Tasks to carry out:
1 - Reproduce verbatim the part of the text on diagnostic tools that opens with the words containing "Most diagnostics aim" and closes with "simple check sheet.".
2 - According to the text on diagnostic tools, what does a scatter chart establish?
3 - Pick up the text on diagnostic tools for improvement where it stops, and carry it on.

Excerpted text:
⟨

High performing organisations use systems thinking and tools, to capture process and performance and identify opportunities at all levels.
Most diagnostics aim to shed light on hidden or underlying issues, and to guide attention and identify opportunities for improvement.
There are a range of tools available. Which you depends on the project and what you are trying to achieve.
Simple Visual Diagnostics:
Process Maps – Useful for visualising the multiple steps of a process, and most powerful when completed as a team looking at the start of any design
Spaghetti Diagrams or travel loops – These make clear the touch points and distances
Value Stream Maps – A lean tool looking at efficiency as a means of stripping out ‘waste’
Affinity Wheels – Helps to understand relationships between multiple teams or roles
Observations Audit – Used to collate data on an area otherwise difficult to assess – don’t underestimate the power of a simple check sheet.
Force Field Analysis – Used as a way to understand driving and restraining forces, both current and potential
Root cause Analysis & Ishikawa Fishbone Diagram – Helps summarise themes and sub-themes when diagnosing a problem
Tracer study – Understand the flow of information
Capacity and Demand – Understand where mismatches and constraints in delivery Simple Data Tools:
Pareto chart – Uses large amounts of data to highlight key categories to focus on
Scatter chart – Establishes correlation between two sets of data
Histogram – Used to understand distribution of continuous data and what opportunities are in reshaping the distribution
Funnel Plot – Identifies outliers using confidence limits as exemplar examples and areas of focus for improvement. Less tangible, qualitative or behavioural diagnostics, often require more careful attention.
Culture Surveys – Where are teams and workforce regarding morale, readiness to change, frustrations
Stakeholder Analysis – Consider the power/passion matrix or synergy/antagonism matrix.

⟩

Records shown:
⟨

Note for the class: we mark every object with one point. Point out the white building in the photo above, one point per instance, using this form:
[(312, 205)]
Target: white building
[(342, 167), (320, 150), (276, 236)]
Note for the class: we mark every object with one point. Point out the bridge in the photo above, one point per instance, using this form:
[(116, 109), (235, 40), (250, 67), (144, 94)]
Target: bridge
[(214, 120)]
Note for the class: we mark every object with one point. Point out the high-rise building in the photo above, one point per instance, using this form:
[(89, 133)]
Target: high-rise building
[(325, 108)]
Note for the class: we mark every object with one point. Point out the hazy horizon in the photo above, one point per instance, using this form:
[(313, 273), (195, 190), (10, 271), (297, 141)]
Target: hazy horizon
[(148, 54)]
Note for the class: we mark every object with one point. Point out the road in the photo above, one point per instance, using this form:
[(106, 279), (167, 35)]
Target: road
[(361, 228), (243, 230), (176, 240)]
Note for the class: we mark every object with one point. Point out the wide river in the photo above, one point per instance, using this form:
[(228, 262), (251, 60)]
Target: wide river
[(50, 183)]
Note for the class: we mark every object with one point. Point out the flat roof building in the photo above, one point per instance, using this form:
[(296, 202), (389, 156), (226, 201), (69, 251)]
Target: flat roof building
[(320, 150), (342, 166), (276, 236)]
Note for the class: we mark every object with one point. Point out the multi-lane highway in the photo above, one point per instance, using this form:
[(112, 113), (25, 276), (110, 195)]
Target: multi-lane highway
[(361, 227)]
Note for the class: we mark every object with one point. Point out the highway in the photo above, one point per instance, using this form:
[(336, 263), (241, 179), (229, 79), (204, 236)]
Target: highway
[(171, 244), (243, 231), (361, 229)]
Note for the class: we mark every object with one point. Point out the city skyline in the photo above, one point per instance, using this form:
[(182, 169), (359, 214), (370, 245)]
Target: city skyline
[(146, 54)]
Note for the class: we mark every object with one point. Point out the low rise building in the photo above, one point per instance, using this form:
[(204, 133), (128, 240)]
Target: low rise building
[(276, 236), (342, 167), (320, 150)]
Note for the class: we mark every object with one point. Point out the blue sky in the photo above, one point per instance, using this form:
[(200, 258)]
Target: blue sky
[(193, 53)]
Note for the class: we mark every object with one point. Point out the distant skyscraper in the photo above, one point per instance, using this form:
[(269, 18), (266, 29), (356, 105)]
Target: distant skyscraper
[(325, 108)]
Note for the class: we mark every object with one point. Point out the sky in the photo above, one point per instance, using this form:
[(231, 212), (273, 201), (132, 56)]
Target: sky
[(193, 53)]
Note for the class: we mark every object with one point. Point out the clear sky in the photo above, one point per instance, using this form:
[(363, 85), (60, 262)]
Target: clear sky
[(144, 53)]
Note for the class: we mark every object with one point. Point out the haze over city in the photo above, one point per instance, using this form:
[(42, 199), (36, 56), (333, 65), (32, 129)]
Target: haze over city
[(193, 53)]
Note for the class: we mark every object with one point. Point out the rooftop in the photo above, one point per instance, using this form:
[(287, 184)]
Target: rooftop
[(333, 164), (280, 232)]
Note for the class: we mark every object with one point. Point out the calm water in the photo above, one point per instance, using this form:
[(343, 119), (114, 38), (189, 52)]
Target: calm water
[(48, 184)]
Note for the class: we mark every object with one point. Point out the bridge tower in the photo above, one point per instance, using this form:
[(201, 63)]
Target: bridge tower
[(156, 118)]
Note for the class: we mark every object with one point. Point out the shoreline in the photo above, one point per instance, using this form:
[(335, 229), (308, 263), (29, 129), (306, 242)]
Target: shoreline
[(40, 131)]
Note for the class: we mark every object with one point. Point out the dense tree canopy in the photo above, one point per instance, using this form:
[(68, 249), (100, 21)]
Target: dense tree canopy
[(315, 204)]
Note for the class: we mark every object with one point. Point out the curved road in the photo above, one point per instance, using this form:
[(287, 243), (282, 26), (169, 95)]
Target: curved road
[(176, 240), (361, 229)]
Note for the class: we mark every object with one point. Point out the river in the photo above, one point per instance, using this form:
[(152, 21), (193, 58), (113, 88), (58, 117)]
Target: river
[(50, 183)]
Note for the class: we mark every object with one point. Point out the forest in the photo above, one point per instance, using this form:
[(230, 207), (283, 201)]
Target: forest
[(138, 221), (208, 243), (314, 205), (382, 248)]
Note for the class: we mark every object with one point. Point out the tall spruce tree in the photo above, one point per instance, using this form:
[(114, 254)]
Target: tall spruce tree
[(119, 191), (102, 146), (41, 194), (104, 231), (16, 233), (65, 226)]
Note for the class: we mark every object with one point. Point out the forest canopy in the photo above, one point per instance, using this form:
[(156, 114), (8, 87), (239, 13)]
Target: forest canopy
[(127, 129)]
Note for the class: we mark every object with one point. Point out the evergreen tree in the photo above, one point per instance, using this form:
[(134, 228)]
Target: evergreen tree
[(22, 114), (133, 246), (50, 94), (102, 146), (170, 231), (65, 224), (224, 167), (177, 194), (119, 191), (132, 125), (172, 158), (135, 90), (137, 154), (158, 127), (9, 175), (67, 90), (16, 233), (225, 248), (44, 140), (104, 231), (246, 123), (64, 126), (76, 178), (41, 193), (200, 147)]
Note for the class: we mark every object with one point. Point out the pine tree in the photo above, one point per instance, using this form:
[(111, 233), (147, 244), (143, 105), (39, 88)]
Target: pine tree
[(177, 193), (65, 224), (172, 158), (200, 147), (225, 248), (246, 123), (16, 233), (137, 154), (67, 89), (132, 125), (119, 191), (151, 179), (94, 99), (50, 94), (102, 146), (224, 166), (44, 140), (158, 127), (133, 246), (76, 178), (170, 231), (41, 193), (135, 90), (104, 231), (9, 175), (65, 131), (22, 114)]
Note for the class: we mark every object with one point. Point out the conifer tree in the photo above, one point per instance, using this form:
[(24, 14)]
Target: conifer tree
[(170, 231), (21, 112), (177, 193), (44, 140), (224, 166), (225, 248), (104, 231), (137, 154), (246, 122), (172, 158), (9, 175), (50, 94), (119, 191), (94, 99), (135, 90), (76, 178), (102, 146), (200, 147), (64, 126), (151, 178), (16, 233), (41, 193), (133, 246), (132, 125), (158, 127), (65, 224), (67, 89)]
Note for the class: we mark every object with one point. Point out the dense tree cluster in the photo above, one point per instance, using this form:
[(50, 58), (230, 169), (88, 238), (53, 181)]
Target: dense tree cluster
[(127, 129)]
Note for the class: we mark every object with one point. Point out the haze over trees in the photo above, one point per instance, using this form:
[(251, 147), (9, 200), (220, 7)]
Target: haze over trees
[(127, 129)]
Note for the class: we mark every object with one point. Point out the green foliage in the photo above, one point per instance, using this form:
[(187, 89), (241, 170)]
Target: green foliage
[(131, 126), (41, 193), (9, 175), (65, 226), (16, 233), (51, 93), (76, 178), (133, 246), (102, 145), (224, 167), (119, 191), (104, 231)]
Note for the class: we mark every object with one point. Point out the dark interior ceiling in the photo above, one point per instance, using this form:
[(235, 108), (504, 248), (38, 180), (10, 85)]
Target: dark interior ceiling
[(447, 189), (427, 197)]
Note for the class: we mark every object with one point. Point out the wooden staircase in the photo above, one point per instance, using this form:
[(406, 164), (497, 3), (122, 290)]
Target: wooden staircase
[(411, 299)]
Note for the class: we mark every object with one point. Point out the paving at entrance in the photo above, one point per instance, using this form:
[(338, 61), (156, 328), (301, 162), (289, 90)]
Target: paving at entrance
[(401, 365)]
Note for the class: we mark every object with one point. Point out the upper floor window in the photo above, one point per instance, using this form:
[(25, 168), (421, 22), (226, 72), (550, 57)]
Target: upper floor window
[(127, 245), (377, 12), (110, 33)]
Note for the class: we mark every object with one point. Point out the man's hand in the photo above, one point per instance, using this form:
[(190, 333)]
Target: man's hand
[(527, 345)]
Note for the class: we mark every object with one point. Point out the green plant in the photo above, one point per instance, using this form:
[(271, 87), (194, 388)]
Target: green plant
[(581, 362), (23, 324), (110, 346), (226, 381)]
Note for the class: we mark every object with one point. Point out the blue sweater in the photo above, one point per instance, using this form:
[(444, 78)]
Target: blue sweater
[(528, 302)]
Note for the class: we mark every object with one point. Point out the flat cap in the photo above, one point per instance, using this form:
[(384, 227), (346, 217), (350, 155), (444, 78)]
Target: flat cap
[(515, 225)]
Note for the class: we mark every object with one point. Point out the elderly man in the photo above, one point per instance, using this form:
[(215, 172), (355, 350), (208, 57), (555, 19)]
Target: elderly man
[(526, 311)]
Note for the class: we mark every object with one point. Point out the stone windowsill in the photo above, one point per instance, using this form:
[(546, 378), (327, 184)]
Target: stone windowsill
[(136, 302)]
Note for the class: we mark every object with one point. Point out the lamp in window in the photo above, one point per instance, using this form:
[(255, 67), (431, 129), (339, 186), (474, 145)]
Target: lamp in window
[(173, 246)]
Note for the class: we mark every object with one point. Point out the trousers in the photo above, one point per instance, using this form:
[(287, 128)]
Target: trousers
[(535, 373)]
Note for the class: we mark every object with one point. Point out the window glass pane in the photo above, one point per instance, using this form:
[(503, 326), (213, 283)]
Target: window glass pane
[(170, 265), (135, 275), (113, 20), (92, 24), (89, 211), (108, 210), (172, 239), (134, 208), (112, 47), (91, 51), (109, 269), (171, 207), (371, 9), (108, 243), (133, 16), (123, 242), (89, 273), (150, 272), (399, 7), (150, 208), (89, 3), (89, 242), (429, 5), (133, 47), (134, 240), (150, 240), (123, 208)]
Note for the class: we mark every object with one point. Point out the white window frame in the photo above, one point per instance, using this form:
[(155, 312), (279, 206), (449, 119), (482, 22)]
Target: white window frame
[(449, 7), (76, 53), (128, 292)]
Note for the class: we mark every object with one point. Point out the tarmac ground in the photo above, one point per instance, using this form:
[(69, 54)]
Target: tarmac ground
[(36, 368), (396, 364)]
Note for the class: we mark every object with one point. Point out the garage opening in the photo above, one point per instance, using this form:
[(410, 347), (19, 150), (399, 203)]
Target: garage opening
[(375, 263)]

⟩

Numbered answers:
1 -
Most diagnostics aim to shed light on hidden or underlying issues, and to guide attention and identify opportunities for improvement.
There are a range of tools available. Which you depends on the project and what you are trying to achieve.
Simple Visual Diagnostics:
Process Maps – Useful for visualising the multiple steps of a process, and most powerful when completed as a team looking at the start of any design
Spaghetti Diagrams or travel loops – These make clear the touch points and distances
Value Stream Maps – A lean tool looking at efficiency as a means of stripping out ‘waste’
Affinity Wheels – Helps to understand relationships between multiple teams or roles
Observations Audit – Used to collate data on an area otherwise difficult to assess – don’t underestimate the power of a simple check sheet.

2 - A scatter chart establishes correlation between two sets of data.

3 -
Directives to take forward:
System Learning – Root cause analysis of cases allows learning to be shared with staff at the point of care, and creates evidence of system improvements
Differentials and pareto analysis of major measures occurs providing a granular analysis, prioritisation and identification for improvement.
Timing of processes, movement, interactions of patients, staff or equipment is regularly recorded for improvement purposes.
Process / flow mapping of patient pathways – this happens on most improvement projects and occurs on majority of improvement projects and directly involves the clinical team OR is formed from direct « patient shadowing ».
Value-Added Stream mapping occurs on some improvement projects.
Case Study: Nephrology at Aintree University Hospital
What system diagnostic to run will depend on what you are trying to discover.
Nephrologists at Aintree University Hospital looked at patient deaths from three very different presentations of Acute Kidney Injury (AKI), as a reflective diagnostic to better understand systemic weaknesses.
Patient journeys were mapped out in detail with touchpoints, monitoring and interventions compared against best practice. This learning helped them to understand which key aspects of care required emphasis within a care bundle and education program.
The team also used a pareto chart analysis to rapidly identify the clinical areas where the biggest impact could be achieved; which in turn influenced the scale up and spread of the initiative. These diagnostics help set the team up to achieve a 20% reduction in mortality from AKI.